◆ Task instructions ◆
Return nothing but the lines from the line containing "Confirm every instance of the car hood" through the last line of the records, reproduced exactly.

↓↓↓

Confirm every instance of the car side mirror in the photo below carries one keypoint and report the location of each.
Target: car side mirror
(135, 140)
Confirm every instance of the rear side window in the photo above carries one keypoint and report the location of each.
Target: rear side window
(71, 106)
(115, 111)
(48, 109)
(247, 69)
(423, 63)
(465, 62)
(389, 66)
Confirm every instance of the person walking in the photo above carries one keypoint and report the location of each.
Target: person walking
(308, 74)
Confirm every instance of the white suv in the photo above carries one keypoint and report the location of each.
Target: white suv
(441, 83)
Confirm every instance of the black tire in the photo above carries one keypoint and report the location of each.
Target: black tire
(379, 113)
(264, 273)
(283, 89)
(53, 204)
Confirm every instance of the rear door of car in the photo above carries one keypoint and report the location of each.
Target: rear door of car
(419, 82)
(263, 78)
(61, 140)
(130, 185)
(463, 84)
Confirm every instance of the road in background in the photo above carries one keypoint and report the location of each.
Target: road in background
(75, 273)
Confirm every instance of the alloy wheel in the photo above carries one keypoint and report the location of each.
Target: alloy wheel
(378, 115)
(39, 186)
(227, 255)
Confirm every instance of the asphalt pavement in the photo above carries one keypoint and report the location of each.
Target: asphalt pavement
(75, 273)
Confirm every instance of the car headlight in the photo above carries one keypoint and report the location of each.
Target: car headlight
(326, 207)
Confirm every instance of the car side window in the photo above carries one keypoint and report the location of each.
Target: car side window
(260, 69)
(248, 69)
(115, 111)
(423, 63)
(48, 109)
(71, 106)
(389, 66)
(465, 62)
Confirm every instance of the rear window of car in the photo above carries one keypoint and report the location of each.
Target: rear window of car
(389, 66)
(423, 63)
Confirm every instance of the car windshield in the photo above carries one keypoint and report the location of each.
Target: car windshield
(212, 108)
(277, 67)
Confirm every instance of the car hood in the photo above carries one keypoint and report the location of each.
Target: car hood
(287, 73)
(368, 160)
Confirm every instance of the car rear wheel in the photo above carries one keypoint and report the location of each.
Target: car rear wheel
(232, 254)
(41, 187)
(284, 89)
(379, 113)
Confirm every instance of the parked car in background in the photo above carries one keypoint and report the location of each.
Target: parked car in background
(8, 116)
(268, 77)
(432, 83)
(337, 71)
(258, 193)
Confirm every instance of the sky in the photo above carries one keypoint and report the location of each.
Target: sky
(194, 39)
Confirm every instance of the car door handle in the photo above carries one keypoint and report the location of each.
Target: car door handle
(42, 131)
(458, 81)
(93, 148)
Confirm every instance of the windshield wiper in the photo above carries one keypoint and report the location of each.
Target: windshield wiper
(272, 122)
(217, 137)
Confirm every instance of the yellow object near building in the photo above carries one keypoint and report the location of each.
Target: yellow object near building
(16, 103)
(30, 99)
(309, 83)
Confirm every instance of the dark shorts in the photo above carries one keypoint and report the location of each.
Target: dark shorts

↑↑↑

◆ Exercise answer ◆
Confirm every instance of the car hood in the photo above carries one keypoint and report the location of each.
Target: car hood
(287, 73)
(368, 160)
Confirm every instance of the car rear wheel in the photo above carries one keypoint and report the location of each.
Target: car rear wheel
(232, 254)
(41, 187)
(284, 89)
(379, 113)
Confirm every instance of the parked car in background in the photo above carries one keypoint and report the location of each.
Target: parked car in background
(8, 116)
(268, 77)
(432, 83)
(337, 71)
(258, 193)
Confirm every instance of the sky in the photo above carries one keypoint and report the location of each.
Target: sky
(194, 39)
Confirm every instance of the car door handle in the photo above carries one keypoint and report the location of each.
Target: car door handle
(42, 131)
(458, 81)
(93, 148)
Confirm every instance of the windshield wiper in the photo above carries one keypoint and report the location of each.
Target: windshield wiper
(272, 122)
(217, 137)
Confirm every instance of the yellow object near building in the photo above carries one keypoint and report the location of each.
Target: yellow object near building
(16, 103)
(30, 99)
(309, 83)
Confirm every instance of the dark shorts in the photo above carries one keypoint and report the location of each.
Target: dark shorts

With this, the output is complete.